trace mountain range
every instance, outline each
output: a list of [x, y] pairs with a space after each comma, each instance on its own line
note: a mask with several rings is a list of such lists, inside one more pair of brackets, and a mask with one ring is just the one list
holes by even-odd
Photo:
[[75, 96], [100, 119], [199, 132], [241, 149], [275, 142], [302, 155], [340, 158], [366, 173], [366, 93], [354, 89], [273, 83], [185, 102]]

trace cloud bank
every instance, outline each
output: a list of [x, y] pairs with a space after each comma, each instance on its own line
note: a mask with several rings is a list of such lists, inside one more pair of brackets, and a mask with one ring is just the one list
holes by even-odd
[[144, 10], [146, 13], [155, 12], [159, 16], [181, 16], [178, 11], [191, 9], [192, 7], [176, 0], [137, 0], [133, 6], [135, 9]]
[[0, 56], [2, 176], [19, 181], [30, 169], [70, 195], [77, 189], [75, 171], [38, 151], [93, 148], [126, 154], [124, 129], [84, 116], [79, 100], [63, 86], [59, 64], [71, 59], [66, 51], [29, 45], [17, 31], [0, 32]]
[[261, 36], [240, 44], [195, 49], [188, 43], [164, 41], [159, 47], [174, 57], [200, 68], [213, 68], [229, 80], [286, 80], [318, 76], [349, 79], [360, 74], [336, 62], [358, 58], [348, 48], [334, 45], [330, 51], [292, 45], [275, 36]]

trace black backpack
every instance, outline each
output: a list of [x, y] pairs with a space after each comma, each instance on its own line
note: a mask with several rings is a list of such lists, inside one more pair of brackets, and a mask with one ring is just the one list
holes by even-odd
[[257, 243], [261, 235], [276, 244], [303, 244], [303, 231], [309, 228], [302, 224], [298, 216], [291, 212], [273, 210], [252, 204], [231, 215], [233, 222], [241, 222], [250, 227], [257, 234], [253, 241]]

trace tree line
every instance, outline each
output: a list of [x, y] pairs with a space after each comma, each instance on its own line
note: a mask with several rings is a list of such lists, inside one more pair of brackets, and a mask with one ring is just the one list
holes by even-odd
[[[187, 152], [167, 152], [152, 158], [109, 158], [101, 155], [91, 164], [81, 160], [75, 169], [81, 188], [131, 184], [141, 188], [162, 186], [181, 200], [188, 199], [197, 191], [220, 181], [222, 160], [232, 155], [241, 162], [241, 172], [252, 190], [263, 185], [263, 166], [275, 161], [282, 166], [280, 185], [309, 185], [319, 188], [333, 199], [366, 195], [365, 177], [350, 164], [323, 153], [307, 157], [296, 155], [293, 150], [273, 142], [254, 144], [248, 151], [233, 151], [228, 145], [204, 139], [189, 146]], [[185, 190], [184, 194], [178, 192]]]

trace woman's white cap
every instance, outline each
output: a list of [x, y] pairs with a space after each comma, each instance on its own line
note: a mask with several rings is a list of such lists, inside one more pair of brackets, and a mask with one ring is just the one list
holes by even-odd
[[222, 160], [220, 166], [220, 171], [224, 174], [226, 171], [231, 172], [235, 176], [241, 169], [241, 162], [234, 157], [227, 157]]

**Written exercise:** Return the entries exactly as they appear, starting with the line containing "trace tree line" and going on through the end of the entries.

**Task output:**
trace tree line
every instance, outline each
output: a list of [x, y] pairs with a space after each comma, each instance on its own line
note: a mask with several rings is a list of such lists, inside one more pair of brackets, and a mask with one ring is just the one list
holes by even-odd
[[[187, 152], [167, 152], [152, 158], [109, 158], [101, 155], [91, 164], [81, 160], [75, 169], [81, 188], [131, 184], [141, 188], [162, 186], [181, 200], [188, 199], [197, 191], [220, 181], [222, 160], [232, 155], [241, 162], [241, 172], [252, 190], [263, 185], [263, 166], [275, 161], [282, 166], [280, 185], [309, 185], [319, 188], [333, 199], [366, 195], [365, 177], [350, 164], [323, 153], [307, 157], [296, 155], [293, 150], [273, 142], [254, 144], [248, 151], [233, 151], [228, 145], [204, 139], [189, 146]], [[185, 190], [184, 194], [178, 192]]]

trace woman's white cap
every instance, outline each
output: a list of [x, y] pairs with a space after each comma, each instance on its own line
note: a mask with several rings is a list of such lists, inside one more pair of brackets, and a mask with one ring is just the one list
holes by even-odd
[[222, 160], [220, 166], [220, 171], [224, 174], [226, 171], [231, 172], [235, 176], [241, 169], [241, 162], [234, 157], [227, 157]]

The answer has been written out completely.